**Study text:**
........

ATTORNEY: 2-year-old at center of murder case against Louisville man had brittle bone disease
Jerrel Holloway didn't even know he was wanted by police until he saw news reports, according to his attorney.
LOUISVILLE, Ky. (WDRB) -- A 2-year-old girl who prosecutors say was murdered by her own father had brittle bone disease, according to the suspect's defense attorney.
The disclosure came during a court appearance by 26-year-old Jerrel Holloway after he turned himself in Monday morning. Last Thursday, Louisville Metro Police asked for the public's help to find Holloway, who was wanted after being indicted for the murder of 2-year-old Tamia Taylor.
Taylor was injured in the Shawnee Apartments in Feb. 2016. Police say she died 10 days later.
Holloway was present for his arraignment Monday morning, along with his defense attorney, Rob Eggert.
Eggert told Jefferson Circuit Judge Brian C. Edwards that his client wasn't even aware that he had been indicted until he saw news reports indicating he was wanted by police.
"He was not informed of the indictment," Eggert said. "He was not notified of it. He had no knowledge of it. And then, I guess, last week, he suddenly -- I saw on TV, or received information or word, police stopped by his grandmother’s -- that police were looking for him."

........

**Requirement 1:** List every person named by full name in the news report about the Louisville murder case.
**Requirement 2:** Extend the news report about the Louisville murder case by continuing it past its final sentence.

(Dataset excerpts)
........

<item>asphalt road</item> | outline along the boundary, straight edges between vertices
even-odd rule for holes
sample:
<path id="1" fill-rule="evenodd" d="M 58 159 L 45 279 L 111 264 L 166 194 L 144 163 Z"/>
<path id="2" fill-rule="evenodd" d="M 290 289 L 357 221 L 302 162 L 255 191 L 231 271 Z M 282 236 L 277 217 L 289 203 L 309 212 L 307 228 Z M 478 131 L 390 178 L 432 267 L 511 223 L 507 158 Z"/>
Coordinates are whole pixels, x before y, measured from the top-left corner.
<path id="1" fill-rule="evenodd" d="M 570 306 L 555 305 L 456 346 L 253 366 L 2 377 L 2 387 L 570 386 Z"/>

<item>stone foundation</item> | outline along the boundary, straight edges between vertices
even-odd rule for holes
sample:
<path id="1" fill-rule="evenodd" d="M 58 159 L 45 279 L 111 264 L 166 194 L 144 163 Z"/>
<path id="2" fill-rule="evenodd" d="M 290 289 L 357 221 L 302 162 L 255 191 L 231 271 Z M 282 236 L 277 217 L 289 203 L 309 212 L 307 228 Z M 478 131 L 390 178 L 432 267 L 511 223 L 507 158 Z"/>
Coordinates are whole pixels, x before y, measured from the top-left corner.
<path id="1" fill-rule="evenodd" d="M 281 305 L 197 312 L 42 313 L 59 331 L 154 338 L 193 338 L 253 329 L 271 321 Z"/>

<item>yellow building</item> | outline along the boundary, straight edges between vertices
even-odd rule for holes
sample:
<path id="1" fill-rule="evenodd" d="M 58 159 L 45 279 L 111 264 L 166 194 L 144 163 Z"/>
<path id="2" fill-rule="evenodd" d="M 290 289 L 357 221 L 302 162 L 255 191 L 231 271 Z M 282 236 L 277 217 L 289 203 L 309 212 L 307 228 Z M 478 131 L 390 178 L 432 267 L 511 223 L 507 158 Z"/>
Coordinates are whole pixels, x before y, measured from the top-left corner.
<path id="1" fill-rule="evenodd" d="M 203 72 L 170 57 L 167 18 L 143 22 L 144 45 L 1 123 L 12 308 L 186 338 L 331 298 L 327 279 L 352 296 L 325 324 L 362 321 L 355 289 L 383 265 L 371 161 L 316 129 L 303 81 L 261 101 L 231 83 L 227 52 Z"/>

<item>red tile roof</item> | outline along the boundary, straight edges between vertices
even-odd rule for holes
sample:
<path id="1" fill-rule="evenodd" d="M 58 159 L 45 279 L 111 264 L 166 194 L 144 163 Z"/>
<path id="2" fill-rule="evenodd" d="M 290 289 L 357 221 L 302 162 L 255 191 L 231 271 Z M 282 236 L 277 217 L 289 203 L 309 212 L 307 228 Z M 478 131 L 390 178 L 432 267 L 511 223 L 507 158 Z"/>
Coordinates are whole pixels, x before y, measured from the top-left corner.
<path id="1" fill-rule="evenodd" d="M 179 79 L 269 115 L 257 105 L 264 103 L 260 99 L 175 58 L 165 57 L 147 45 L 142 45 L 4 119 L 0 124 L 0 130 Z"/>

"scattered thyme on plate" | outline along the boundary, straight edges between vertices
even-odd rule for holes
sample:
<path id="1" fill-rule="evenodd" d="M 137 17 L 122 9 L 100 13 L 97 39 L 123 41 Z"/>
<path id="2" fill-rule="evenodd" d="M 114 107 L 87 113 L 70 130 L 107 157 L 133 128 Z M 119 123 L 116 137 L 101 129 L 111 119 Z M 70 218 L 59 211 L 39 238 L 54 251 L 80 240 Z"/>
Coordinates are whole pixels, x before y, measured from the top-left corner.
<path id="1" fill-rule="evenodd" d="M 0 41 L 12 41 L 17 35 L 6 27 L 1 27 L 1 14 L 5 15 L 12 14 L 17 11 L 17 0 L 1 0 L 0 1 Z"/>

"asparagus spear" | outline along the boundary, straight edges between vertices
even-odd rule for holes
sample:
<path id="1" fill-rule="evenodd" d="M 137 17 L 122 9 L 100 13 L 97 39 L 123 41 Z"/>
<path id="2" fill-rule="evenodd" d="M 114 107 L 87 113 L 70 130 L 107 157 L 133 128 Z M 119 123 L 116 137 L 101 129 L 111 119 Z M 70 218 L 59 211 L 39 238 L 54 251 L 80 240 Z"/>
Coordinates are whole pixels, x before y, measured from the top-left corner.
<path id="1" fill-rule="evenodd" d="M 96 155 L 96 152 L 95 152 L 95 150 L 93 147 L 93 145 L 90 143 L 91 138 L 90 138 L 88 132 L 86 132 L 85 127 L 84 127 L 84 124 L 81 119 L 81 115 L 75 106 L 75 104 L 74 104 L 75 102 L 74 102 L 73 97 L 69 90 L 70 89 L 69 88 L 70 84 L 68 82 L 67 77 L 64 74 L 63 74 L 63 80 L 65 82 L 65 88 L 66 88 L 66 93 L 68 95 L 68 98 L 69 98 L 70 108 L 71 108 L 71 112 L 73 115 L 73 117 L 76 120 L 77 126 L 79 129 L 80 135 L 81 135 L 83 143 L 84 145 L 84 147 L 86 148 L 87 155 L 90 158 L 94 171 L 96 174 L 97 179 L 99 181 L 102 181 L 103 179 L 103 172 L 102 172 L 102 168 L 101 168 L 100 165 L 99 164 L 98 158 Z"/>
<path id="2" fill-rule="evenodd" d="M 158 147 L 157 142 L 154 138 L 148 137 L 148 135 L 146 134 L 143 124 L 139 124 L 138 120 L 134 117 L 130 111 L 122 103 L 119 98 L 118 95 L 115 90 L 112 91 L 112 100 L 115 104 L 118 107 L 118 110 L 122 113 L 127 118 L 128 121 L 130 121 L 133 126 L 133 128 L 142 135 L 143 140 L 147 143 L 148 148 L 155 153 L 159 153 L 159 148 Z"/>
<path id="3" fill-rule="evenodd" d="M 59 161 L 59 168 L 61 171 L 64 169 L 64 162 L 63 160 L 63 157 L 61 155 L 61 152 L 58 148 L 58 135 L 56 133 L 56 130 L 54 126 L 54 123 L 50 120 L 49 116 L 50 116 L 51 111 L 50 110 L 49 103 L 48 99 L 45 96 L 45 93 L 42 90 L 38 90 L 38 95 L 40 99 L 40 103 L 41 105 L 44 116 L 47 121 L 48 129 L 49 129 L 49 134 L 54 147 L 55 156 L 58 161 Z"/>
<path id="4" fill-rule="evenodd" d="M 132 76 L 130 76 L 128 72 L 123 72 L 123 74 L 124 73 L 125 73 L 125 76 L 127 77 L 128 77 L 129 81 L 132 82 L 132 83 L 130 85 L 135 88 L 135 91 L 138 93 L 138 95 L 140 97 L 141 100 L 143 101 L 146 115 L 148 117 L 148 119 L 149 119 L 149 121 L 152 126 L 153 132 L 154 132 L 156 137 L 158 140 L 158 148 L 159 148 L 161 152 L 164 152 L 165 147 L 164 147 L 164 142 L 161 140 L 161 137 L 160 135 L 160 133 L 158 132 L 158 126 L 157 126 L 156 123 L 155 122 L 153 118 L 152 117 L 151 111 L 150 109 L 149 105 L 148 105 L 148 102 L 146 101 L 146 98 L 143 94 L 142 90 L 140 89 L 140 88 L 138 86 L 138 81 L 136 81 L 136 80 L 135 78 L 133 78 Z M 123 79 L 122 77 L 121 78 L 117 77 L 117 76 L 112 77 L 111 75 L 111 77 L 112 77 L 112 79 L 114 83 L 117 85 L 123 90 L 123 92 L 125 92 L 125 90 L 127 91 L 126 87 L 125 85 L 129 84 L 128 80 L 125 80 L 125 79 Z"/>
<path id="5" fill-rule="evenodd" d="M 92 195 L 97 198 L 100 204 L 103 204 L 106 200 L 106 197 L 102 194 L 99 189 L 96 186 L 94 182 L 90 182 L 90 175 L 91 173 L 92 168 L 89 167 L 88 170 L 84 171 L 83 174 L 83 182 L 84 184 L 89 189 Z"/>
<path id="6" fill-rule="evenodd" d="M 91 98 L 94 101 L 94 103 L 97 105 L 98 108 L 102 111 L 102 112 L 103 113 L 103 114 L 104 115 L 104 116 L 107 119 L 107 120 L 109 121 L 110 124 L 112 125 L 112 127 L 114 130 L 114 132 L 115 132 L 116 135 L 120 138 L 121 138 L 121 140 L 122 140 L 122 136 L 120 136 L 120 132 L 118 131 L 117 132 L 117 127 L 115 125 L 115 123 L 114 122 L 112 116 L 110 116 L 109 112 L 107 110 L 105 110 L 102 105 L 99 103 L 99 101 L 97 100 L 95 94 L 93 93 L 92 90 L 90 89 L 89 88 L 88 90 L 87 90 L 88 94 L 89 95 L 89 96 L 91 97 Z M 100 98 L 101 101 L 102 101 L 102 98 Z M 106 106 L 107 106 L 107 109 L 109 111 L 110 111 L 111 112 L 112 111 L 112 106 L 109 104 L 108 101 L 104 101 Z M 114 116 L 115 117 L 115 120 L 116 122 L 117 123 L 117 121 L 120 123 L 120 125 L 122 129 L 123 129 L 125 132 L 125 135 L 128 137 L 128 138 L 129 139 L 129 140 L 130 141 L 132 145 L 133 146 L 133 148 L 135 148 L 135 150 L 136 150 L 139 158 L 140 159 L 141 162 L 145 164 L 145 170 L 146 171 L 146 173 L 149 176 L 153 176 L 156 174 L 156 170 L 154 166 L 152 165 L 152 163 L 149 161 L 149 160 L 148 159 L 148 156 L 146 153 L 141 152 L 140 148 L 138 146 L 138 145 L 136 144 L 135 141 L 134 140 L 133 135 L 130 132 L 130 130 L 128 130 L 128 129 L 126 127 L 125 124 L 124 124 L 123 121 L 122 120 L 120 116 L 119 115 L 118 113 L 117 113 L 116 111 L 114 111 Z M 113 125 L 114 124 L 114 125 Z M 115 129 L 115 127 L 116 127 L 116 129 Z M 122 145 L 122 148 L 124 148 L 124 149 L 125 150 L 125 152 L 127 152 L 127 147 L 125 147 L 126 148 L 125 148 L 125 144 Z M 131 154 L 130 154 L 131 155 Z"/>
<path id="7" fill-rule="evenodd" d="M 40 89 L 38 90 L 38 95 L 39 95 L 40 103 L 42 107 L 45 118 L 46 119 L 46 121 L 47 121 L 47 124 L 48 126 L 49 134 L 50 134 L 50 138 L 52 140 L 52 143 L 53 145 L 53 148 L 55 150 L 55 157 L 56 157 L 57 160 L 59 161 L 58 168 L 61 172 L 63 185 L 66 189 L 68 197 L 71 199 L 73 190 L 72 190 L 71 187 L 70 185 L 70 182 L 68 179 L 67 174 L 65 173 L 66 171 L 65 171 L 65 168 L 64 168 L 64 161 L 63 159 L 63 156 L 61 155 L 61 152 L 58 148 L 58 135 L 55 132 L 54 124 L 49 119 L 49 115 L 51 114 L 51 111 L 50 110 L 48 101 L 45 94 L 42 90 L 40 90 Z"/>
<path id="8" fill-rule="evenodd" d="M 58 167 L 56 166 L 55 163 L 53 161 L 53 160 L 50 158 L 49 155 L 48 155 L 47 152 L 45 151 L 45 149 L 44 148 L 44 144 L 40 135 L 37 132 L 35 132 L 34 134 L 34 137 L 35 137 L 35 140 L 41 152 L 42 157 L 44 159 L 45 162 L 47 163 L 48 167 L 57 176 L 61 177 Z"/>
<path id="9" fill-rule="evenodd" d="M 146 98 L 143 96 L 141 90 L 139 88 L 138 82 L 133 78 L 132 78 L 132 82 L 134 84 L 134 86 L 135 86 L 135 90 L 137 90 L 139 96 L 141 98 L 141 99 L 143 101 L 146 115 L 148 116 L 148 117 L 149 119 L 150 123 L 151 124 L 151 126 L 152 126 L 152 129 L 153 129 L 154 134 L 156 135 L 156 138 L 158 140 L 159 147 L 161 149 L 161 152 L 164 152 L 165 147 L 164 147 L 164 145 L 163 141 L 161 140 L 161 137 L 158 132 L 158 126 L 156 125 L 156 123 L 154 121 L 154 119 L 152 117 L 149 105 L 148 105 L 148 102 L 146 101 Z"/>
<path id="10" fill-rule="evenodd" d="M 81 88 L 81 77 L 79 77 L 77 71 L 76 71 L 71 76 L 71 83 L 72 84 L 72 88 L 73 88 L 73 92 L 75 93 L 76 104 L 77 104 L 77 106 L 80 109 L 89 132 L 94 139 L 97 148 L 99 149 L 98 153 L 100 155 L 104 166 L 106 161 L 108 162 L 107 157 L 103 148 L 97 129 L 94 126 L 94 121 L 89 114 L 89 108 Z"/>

........

**Expected answer 1:** Jerrel Holloway, Tamia Taylor, Rob Eggert, Brian C. Edwards

**Expected answer 2:**
"They didn’t need to get an arrest warrant," Eggert said of police. "They could have just called up."
Eggert said that as soon as Holloway learned that he was wanted by police, he contacted a relative in the armed forces who is serving in the Middle East. That relative contacted attorneys, and arranged for Holloway to turn himself in.
Eggert told the judge that the 2-year-old victim had been born with brittle bone disease, and her death has been the subject of a 14-month medical investigation.
"Judge the medical evidence in this case is going to be voluminous and difficult because the child, as I said, was born with a brittle bone disease, and had been going back and forth to the hospital," Eggert said. "The mother…had taken him to the hospital."
Eggert argued for a lower bond for Holloway, and that home incarceration be considered, citing a criminal history that included a sole misdemeanor charge.
"So you have someone basically without a record, 26, he had no juvenile record, he's never been in custody, he's hired counsel, he's got family behind him, he's turned himself in, he's done everything an innocent person would do and is advised to do," Eggert said.
But Assistant Commonwealth's Attorney Christie Foster argued that the child's injuries could not simply be blamed on brittle bone disease.
"I do disagree with the representation that this child just had brittle bone disease, and that's it," Foster said. "That's actually something that this child was tested for. That was part of the reason for the delay and … the medical examiner took into consideration in coming up with their final opinion -- that’s something that was considered -- and the finding is, frankly, that this child died from inflicted trauma -- fatal inflicted trauma."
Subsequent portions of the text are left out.